- [Your goal]:
According to the introduction on polarization controllers below, what is indispensable in a coherent-lite optical communication system?

Efficient InGaAsP MQW-based polarization controller without active-passive integration

Maiko Ito; Kosuke Okawa; Takahiro Suganuma; Taichiro Fukui; Eisaku Kato; Takuo Tanemura; Yoshiaki Nakano

doi:10.1364/OE.414387

1. Introduction

Polarization handling is becoming important in diverse applications, such as optical communication [1–5], microwave photonics [6,7], and quantum key distribution [8–11]. For example, in a so-called coherent-lite optical communication system, which is expected as a viable method to transmit coherent signals without using power-consuming digital signal processing (DSP) [1–3], high-speed polarization controllers are indispensable. For these applications, monolithically integrated polarization controllers are highly desired to achieve a significant improvement in operating speed as well as a reduction in size, cost, and power consumption.

Annotation dataset rows:
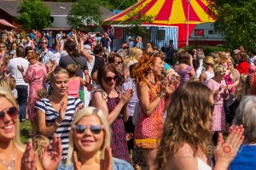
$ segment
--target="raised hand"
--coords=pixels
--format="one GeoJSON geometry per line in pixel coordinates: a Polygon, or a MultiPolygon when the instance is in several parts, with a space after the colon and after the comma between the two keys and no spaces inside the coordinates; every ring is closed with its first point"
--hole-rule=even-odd
{"type": "Polygon", "coordinates": [[[78,154],[76,151],[73,151],[73,157],[74,170],[81,170],[82,163],[78,160],[78,154]]]}
{"type": "Polygon", "coordinates": [[[106,148],[104,153],[104,159],[101,160],[101,170],[112,170],[113,162],[112,162],[112,152],[110,147],[106,148]]]}
{"type": "Polygon", "coordinates": [[[122,102],[124,105],[127,104],[132,96],[132,89],[125,90],[122,95],[120,95],[119,102],[122,102]]]}
{"type": "Polygon", "coordinates": [[[23,66],[22,65],[17,65],[17,68],[18,68],[18,70],[20,71],[20,72],[24,72],[24,68],[23,68],[23,66]]]}
{"type": "Polygon", "coordinates": [[[44,169],[55,170],[57,169],[58,165],[61,161],[62,147],[61,142],[55,133],[53,135],[52,149],[49,151],[49,146],[44,148],[44,152],[42,159],[42,166],[44,169]]]}
{"type": "Polygon", "coordinates": [[[21,168],[24,170],[35,170],[36,167],[36,155],[32,146],[32,139],[27,140],[26,147],[21,158],[21,168]]]}
{"type": "Polygon", "coordinates": [[[65,103],[64,101],[62,101],[62,103],[61,104],[61,108],[59,110],[59,121],[62,122],[66,114],[66,110],[67,110],[67,103],[65,103]]]}
{"type": "Polygon", "coordinates": [[[218,144],[214,152],[216,166],[228,167],[236,157],[237,151],[243,141],[244,128],[241,126],[233,127],[226,140],[224,140],[222,133],[218,134],[218,144]]]}

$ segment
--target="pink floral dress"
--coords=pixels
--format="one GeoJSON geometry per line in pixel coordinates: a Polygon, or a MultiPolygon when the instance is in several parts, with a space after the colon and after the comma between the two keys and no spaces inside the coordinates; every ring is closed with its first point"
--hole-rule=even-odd
{"type": "MultiPolygon", "coordinates": [[[[149,88],[149,101],[153,102],[160,92],[160,83],[147,82],[149,88]]],[[[134,129],[135,144],[141,148],[157,148],[164,125],[165,99],[162,99],[154,110],[147,116],[141,109],[134,129]]]]}
{"type": "Polygon", "coordinates": [[[38,101],[38,90],[45,88],[46,67],[42,64],[30,65],[26,72],[25,80],[29,85],[27,116],[32,122],[36,121],[35,105],[38,101]]]}
{"type": "MultiPolygon", "coordinates": [[[[224,80],[218,82],[212,79],[210,79],[207,83],[207,87],[212,91],[219,89],[222,85],[226,85],[224,80]]],[[[222,88],[217,95],[214,96],[214,110],[212,115],[212,131],[224,131],[226,130],[226,119],[225,111],[224,109],[224,99],[225,98],[224,89],[222,88]]]]}

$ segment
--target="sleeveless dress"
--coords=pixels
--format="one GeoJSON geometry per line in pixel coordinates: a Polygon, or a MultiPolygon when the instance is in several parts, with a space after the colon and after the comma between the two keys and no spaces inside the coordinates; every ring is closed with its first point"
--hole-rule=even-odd
{"type": "MultiPolygon", "coordinates": [[[[160,92],[160,83],[155,85],[147,82],[149,88],[149,102],[152,103],[160,92]]],[[[135,144],[141,148],[157,148],[163,131],[165,99],[157,105],[154,110],[147,116],[141,109],[134,129],[135,144]]]]}
{"type": "MultiPolygon", "coordinates": [[[[119,99],[119,97],[109,98],[106,92],[101,93],[103,99],[108,99],[107,105],[108,109],[108,113],[111,113],[115,108],[115,106],[118,105],[119,99]]],[[[117,93],[119,94],[118,90],[117,93]]],[[[112,149],[113,157],[119,158],[131,163],[131,158],[129,156],[128,145],[125,137],[125,124],[123,121],[123,110],[121,110],[118,117],[110,125],[110,147],[112,149]]]]}
{"type": "Polygon", "coordinates": [[[67,95],[79,98],[79,88],[80,88],[80,78],[77,76],[73,79],[68,79],[68,88],[67,88],[67,95]]]}
{"type": "Polygon", "coordinates": [[[187,68],[183,71],[176,71],[175,69],[175,65],[173,66],[173,69],[175,70],[175,71],[178,74],[178,76],[180,76],[180,84],[184,84],[186,82],[189,82],[190,79],[190,76],[189,76],[189,72],[192,69],[191,65],[187,66],[187,68]]]}

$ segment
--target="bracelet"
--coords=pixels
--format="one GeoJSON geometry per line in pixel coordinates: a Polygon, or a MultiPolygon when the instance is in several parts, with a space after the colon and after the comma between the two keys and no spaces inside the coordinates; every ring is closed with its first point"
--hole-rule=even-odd
{"type": "Polygon", "coordinates": [[[164,95],[163,95],[163,94],[160,92],[160,93],[159,93],[159,94],[157,94],[157,97],[159,97],[160,99],[163,99],[164,98],[164,95]]]}
{"type": "Polygon", "coordinates": [[[57,125],[58,127],[60,127],[60,126],[61,125],[61,123],[58,123],[57,119],[58,119],[58,118],[55,119],[55,123],[56,123],[56,125],[57,125]]]}

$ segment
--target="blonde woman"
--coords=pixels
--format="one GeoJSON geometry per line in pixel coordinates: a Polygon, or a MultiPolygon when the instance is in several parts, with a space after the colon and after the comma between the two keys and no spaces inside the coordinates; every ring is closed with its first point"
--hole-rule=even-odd
{"type": "Polygon", "coordinates": [[[207,84],[208,81],[214,76],[214,65],[215,63],[212,57],[207,56],[203,59],[205,71],[202,71],[199,76],[199,79],[202,83],[207,84]]]}
{"type": "Polygon", "coordinates": [[[109,146],[110,128],[103,111],[95,107],[80,110],[69,133],[66,168],[133,169],[128,162],[113,158],[109,146]]]}
{"type": "MultiPolygon", "coordinates": [[[[19,109],[12,94],[4,88],[0,88],[0,169],[43,169],[31,140],[26,148],[20,142],[18,114],[19,109]]],[[[54,138],[55,149],[61,150],[58,144],[60,140],[54,138]]],[[[61,153],[55,149],[52,151],[55,153],[55,160],[53,161],[53,154],[46,151],[44,169],[54,169],[60,162],[57,155],[61,156],[61,153]]]]}
{"type": "Polygon", "coordinates": [[[213,150],[212,91],[201,82],[189,82],[172,95],[175,98],[167,110],[156,169],[226,170],[243,140],[242,126],[235,127],[225,141],[219,133],[213,150]],[[209,157],[213,152],[215,166],[209,157]]]}

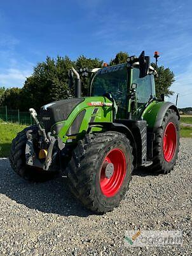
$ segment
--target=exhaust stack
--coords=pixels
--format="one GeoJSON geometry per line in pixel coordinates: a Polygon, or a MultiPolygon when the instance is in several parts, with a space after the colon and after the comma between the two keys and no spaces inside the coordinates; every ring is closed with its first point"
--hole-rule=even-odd
{"type": "Polygon", "coordinates": [[[81,81],[80,76],[78,72],[73,67],[72,67],[72,70],[76,76],[74,83],[75,97],[80,98],[81,97],[81,81]]]}

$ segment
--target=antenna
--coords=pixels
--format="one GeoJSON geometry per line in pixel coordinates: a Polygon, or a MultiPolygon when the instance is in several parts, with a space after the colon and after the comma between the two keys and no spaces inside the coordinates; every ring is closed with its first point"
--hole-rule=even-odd
{"type": "Polygon", "coordinates": [[[160,53],[158,51],[155,51],[154,53],[154,58],[155,59],[155,68],[157,67],[158,58],[160,57],[160,53]]]}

- [Response below]:
High-speed polarization controllers.